#### [SUPPLIED DATA]

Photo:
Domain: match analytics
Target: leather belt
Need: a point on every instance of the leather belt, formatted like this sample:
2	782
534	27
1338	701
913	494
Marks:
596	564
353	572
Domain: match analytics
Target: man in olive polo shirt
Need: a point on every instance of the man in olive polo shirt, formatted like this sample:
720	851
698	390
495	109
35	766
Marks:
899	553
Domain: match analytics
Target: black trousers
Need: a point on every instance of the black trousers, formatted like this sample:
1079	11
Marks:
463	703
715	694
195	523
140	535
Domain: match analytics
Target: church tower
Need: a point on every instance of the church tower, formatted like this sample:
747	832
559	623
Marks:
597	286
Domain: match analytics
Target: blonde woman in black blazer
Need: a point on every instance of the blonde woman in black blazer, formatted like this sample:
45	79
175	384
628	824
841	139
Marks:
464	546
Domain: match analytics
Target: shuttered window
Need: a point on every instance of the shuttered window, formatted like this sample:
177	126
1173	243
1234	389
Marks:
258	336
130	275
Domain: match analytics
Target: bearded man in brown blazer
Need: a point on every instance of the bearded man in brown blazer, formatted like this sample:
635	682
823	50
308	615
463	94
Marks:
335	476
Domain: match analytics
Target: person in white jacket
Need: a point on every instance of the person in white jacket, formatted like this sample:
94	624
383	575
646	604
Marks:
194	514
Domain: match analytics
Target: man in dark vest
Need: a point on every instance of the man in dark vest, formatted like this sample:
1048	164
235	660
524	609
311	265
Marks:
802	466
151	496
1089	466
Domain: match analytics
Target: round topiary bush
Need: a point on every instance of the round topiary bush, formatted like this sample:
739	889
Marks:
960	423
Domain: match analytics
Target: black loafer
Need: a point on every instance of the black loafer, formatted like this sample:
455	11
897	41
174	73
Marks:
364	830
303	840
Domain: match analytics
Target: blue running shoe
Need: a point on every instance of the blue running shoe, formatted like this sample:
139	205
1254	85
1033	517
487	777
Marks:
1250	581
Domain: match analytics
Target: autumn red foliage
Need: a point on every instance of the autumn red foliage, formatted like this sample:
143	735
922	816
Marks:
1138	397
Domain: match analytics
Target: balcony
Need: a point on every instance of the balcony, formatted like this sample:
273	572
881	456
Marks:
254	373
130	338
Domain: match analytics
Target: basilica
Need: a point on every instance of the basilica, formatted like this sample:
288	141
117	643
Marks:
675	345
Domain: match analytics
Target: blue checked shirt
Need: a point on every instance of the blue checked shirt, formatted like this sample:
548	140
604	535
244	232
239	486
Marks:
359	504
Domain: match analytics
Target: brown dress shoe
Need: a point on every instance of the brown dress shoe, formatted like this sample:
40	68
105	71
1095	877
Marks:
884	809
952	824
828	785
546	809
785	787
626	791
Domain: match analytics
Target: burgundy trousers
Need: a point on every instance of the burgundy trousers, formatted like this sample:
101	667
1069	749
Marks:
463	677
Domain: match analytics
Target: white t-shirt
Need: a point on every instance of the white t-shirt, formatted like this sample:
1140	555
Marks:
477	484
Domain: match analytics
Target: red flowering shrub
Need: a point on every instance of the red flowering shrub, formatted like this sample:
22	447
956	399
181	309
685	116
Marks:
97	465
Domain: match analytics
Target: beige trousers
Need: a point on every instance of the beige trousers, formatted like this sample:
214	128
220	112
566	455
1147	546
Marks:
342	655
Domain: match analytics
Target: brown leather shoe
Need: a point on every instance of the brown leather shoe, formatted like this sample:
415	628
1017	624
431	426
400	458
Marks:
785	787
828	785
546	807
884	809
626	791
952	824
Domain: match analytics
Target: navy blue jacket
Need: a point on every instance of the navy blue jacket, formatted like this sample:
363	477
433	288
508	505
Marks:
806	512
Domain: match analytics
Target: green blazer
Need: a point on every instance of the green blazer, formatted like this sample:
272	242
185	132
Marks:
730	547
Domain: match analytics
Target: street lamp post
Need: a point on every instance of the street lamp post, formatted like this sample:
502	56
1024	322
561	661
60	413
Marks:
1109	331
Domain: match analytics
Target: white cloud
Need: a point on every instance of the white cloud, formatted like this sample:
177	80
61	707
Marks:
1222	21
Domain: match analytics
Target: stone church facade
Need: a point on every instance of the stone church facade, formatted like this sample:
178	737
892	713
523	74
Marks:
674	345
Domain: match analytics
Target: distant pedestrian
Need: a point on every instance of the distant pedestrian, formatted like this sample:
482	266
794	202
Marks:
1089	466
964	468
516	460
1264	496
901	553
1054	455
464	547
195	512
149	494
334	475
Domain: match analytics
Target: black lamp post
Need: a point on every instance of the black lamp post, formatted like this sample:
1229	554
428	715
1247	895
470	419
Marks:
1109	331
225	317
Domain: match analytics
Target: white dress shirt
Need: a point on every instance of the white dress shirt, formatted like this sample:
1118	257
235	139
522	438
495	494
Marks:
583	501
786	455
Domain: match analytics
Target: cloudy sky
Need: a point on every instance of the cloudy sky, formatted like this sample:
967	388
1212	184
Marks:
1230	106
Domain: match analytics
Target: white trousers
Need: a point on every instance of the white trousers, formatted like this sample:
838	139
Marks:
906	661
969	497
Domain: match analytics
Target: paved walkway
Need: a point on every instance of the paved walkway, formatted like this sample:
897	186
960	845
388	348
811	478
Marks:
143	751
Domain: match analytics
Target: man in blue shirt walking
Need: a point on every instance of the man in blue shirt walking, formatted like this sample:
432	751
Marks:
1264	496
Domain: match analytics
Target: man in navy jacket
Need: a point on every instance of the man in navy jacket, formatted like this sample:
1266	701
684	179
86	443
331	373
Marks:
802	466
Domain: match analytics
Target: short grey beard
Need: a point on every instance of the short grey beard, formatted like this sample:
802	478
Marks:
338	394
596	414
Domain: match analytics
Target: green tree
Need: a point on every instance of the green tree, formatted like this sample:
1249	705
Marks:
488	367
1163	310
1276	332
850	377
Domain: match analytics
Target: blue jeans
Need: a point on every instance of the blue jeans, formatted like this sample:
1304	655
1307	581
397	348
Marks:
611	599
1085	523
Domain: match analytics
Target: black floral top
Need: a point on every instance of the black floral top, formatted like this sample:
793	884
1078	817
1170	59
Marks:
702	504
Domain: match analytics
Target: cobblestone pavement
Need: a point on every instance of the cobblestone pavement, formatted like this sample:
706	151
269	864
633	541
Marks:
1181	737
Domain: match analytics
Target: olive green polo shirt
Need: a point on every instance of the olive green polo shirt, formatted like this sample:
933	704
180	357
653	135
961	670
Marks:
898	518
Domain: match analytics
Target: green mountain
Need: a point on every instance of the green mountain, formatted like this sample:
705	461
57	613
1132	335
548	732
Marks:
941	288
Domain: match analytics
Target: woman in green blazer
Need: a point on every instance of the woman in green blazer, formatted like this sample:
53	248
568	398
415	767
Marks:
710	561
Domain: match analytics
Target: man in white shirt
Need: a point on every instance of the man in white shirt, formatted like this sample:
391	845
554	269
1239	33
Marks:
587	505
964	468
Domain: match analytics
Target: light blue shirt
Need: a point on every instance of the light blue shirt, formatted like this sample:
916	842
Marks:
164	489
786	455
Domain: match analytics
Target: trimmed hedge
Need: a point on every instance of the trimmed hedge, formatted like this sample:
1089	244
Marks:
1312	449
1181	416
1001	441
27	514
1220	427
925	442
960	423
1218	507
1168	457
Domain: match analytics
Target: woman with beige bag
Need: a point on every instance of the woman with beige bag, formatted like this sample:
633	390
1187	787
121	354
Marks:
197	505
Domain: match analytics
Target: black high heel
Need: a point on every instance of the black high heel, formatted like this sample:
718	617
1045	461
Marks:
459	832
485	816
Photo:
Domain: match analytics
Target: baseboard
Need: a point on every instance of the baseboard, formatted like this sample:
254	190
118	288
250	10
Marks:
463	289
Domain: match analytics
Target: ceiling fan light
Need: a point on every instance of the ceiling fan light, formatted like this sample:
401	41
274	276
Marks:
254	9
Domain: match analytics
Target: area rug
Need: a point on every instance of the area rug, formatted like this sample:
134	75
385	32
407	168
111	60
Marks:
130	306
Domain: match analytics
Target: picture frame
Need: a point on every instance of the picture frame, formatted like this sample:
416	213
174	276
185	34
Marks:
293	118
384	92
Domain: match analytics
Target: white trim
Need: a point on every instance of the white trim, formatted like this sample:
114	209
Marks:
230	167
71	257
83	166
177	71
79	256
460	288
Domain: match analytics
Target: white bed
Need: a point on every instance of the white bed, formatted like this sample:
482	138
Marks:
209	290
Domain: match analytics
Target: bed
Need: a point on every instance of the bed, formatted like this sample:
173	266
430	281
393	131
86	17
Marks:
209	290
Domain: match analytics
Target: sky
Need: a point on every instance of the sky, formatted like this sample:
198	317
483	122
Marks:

#### [EXERCISE PROMPT]
Find each line above that contains the word "person", and copy every such line in full.

#### [WRITTEN SOLUTION]
Target: person in white jacket
Need: a point on every instance of the person in white jacket, formatted like this sample:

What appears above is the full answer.